■ **What this exercise asks**
[1] In the price-controls essay, what post did Daniel N. Mendelson hold?
[2] Say whether each statement agrees with the price-controls essay, answering yes or no and quoting the deciding words: (a) Under the Medicare plan, the federal government would buy all prescription medicines used by the elderly. (b) A price ceiling set below the market price leads producers to raise product quality. (c) The energy shortages given as an example took place in the 1980s.

What do you call it when one person threatens violence against another unless he obeys? How about “extortion”?
Consider this sentence from the New York Times on Christmas day: “Brandishing new data showing that the drug industry earns higher profits and pays lower taxes than most other industries, White House officials say drug companies may bring price controls on themselves if they continue to resist President Clinton’s plan to have Medicare provide pharmaceutical benefits.” The story went on to explain that a Clinton administration budget official, offering a “personal view,” said that antagonism toward the industry could be the impetus for price controls on medicines. It was an odd personal view. First, the official, Daniel N. Mendelson, associate director of the Office of Management and Budget, said unnamed others in the White House hold the same view; and second, he “spoke as an official representative of the Clinton administration.”
Thus it is reasonable to conclude that President Clinton himself is behind this threat against the pharmaceutical companies: get on board with the Medicare plan or else.
The irony is that the plan would bring price controls anyway. The federal government would become the buyer of all prescription medicines used by the elderly. Anyone who thinks that wouldn’t give the government the power to set prices hasn’t thought about the matter. Under Medicare the government already sets prices for medical services. It’s one reason that doctors increasingly are refusing to see Medicare patients.
Economic theory and about 4000 years of experience with price controls lead to one inescapable conclusion: they create shortages. In a free market, entrepreneurs are limited by the competitive process in what they can charge for their products. If the market price for a product is too low to enable an entrepreneur to bid the necessary scarce resources (labor, raw materials, and so on) away from other uses, that is a signal that consumers want the resources used elsewhere. But if consumers are willing to pay a price that covers the entrepreneur’s expenses, they are signaling that the project is worthwhile compared to alternatives. Profits are the rewards the entrepreneur reaps by noticing hitherto overlooked opportunities to serve consumers: the higher the profits, the more urgent the need that had been overlooked.
If the government imposes a price ceiling on a product below what the market would set, producers will make less of it or none at all. Moreover, the quality will suffer, as producers minimize expenses. And entrepreneurs will be discouraged from looking for profit opportunities in fields where prices are subject to government control. Resources will flow to uncontrolled areas.
This is not “only a theory.” Anyone who lived through the energy shortages of the 1970s has firsthand experience of how a product can disappear when government refuses to let the market set prices.

■ **Supplied material**
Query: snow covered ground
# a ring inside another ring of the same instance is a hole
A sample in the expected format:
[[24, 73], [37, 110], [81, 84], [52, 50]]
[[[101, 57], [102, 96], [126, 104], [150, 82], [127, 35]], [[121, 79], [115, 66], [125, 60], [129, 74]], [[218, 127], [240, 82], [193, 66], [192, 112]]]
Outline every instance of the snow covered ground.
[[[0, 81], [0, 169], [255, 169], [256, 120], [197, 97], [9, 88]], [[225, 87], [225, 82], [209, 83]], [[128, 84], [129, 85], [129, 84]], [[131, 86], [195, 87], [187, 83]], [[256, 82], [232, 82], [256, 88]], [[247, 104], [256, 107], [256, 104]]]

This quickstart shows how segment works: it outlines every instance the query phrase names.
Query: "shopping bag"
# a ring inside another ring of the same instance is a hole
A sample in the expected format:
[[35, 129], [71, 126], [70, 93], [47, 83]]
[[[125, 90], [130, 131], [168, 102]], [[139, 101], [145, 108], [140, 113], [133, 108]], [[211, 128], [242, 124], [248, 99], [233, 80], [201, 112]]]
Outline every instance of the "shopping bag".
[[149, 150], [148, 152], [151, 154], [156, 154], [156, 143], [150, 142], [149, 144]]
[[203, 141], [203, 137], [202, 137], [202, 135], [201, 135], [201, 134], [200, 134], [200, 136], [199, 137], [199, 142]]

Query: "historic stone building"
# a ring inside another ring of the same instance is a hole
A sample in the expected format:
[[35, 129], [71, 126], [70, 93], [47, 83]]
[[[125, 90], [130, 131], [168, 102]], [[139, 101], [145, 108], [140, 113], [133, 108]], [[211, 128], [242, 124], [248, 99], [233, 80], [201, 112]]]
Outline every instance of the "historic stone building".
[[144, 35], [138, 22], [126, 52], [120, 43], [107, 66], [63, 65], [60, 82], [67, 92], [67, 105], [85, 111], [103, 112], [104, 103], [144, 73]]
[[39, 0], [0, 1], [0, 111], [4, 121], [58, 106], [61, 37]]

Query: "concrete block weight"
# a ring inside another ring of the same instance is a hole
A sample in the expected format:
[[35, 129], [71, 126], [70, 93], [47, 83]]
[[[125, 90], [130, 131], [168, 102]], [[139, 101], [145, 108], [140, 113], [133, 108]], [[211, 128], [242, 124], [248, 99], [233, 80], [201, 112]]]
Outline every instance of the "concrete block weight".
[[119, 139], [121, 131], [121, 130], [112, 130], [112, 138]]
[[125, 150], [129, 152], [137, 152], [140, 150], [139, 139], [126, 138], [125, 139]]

■ **Results in order**
[1] He was associate director of the Office of Management and Budget.

[2]
(a) Yes: "The federal government would become the buyer of all prescription medicines used by the elderly."
(b) No: "Moreover, the quality will suffer, as producers minimize expenses."
(c) No: "Anyone who lived through the energy shortages of the 1970s has firsthand experience of how a product can disappear when government refuses to let the market set prices."